Document section:
⁂
A party objecting to an interrogatory must specify its grounds for the objection. FED. R. CIV. P. 33(b)(4); e.g., Doe v. Nat'l Hemophilia Found., 194 F.R.D. 516, 520 (D. Md. 2000). "Mere recitation of familiar litany that interrogatory is overly broad, burdensome, oppressive, and irrelevant does not suffice as specific objection." Miller v. Pruneda ("Pruneda"), 236 F.R.D. 277, 281 (N.D. W. Va. 2004) (quotation omitted). Any objection not raised or not raised with specificity is waived. Id.
Cervantes Defendants' requested an order compelling Plaintiffs to respond to Interrogatory Nos. 3-11, 14-17, and 19. (Doc. 177.) Plaintiffs indicated in their response that the parties reached an agreement as to Interrogatory No. 11. (Doc. 179 at 7.) Because the parties reached an agreement as to Interrogatory No. 11, Cervantes Defendants' motion to compel as to that Interrogatory is denied as moot and without prejudice.
Plaintiffs objected that the request is overly broad, unduly burdensome, harassing, and irrelevant. Specifically, Plaintiffs note that as migrant farmworkers, they move around quite frequently and often do not have this information available. Plaintiffs cited Raddatz v. Standard Register Co., 177 F.R.D. 446 (D. Minn. 1997), in their objections, but do not explain how this citation is relevant. As to relevance, Plaintiffs note that this is an employment case, not a housing case, and that Cervantes Defendants offer no argument other than claiming that this interrogatory somehow relates to damages and that "Defendants are entitled to reconcile Plaintiffs' employment history, and where Plaintiffs claim they resided and worked" and to "establish Plaintiffs were routinely unemployed in winter months." (Doc. 177 at 7.)
Assuming, for purposes of this Interrogatory, that employment history is discoverable, I fail to see how more than seven years of housing history relates to the claims or to Cervantes Defendants' articulated purposes. I agree that the request is overly broad. While I also agree that seven years of housing history is not relevant, Plaintiffs housing history for the relevant period— November 2011 through March 2012—and for one year in either direction may be relevant to the claims at issue. Understanding that Plaintiffs are migrant farmworkers and may have difficulty ascertaining every address at which they have resided and the names of individuals with whom they resided, Plaintiffs are reminded that they must state, under oath, if they lack necessary information and are unable to obtain that information, and must explain the efforts made to obtain the information. Miller, 76 F.R.D. at 140.
I also agree that the names of minor children who resided in the same locations but for whom the Plaintiffs were not responsible are not relevant. Plaintiffs need not disclose the names of any such minor children.
⁂
Dataset rows showing where objects appear:
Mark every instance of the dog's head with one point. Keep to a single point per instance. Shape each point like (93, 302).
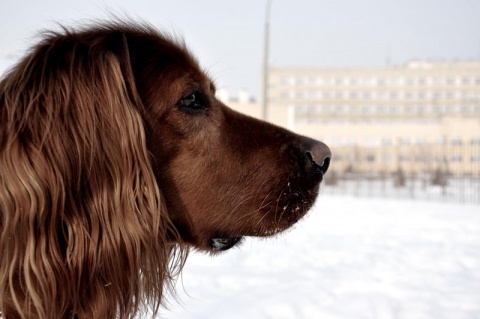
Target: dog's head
(224, 175)
(114, 156)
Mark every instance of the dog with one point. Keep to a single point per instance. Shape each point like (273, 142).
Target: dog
(116, 158)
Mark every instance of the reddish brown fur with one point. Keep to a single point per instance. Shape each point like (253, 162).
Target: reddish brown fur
(105, 180)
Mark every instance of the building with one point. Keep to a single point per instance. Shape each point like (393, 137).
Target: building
(422, 116)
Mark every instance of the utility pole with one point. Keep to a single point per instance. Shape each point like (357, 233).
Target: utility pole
(265, 60)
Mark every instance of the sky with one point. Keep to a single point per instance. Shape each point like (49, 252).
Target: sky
(227, 36)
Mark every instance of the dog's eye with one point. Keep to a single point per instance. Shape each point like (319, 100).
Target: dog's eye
(194, 102)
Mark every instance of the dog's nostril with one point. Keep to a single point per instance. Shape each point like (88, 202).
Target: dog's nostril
(320, 155)
(326, 163)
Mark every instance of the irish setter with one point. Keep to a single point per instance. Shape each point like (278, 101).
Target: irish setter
(115, 158)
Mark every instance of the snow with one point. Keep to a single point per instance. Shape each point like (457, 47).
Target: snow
(349, 258)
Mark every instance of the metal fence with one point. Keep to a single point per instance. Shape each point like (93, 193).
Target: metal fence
(427, 172)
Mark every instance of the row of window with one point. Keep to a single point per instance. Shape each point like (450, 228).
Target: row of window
(377, 95)
(390, 158)
(312, 110)
(378, 81)
(404, 141)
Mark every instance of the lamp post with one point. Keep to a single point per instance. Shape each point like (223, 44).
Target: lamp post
(265, 60)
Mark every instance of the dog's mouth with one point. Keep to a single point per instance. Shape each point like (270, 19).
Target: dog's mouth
(224, 243)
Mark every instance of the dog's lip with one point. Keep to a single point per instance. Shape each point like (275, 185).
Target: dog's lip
(224, 243)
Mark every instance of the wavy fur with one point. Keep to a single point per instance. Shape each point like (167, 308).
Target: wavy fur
(115, 158)
(83, 223)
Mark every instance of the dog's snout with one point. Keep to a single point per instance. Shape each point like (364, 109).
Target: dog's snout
(320, 155)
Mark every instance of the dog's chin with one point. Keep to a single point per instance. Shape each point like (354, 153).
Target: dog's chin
(219, 244)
⁂
Task set:
A. Reproduce the passage of the discovery ruling from "I also agree that the" up to and including "such minor children.".
B. Pick out every line of the records that contains the word "fence", treating uppercase and lowercase as different.
The discovery ruling and the records are separate, unrelated material.

Completed exercise:
A.
I also agree that the names of minor children who resided in the same locations but for whom the Plaintiffs were not responsible are not relevant. Plaintiffs need not disclose the names of any such minor children.

B.
Mark every instance of the metal fence with one point. Keep to a single point per instance. Shape each point like (93, 193).
Target: metal fence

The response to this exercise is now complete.